** Start **

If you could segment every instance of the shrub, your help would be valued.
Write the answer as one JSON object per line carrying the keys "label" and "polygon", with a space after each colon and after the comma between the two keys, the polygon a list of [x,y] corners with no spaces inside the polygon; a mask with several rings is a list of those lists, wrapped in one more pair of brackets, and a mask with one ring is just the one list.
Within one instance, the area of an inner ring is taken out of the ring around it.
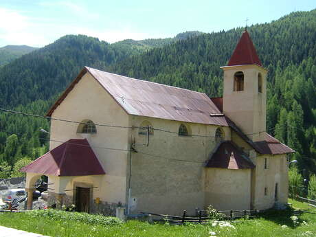
{"label": "shrub", "polygon": [[34,210],[26,214],[32,217],[46,217],[54,221],[75,221],[88,224],[102,225],[121,225],[123,221],[116,217],[104,216],[100,214],[90,214],[84,212],[70,212],[54,209]]}
{"label": "shrub", "polygon": [[225,215],[223,213],[218,213],[212,205],[207,207],[207,215],[212,220],[223,220]]}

** End **

◆ **WORK TO COMPLETE**
Copy out each line of the material above word for word, leaving out the picture.

◆ **CORRECT RESULT**
If you could segment every instance of the shrub, your help would be valued.
Write the answer as one JSON object per line carrying the keys "label" and "polygon", with a space after each colon and after the comma between the two keys, the polygon a list of [x,y] corners with no spaces inside the polygon; a mask with several rings is a list of those lists, wrapped in one more pair of brackets, and a mask with one ring is just the one list.
Within one instance, the area of an inner ring is taken out of the ring around it.
{"label": "shrub", "polygon": [[34,210],[26,214],[32,217],[46,217],[54,221],[75,221],[88,224],[102,225],[121,225],[123,221],[116,217],[104,216],[100,214],[90,214],[84,212],[70,212],[54,209]]}
{"label": "shrub", "polygon": [[225,215],[223,213],[218,213],[212,205],[207,207],[207,215],[212,220],[223,220]]}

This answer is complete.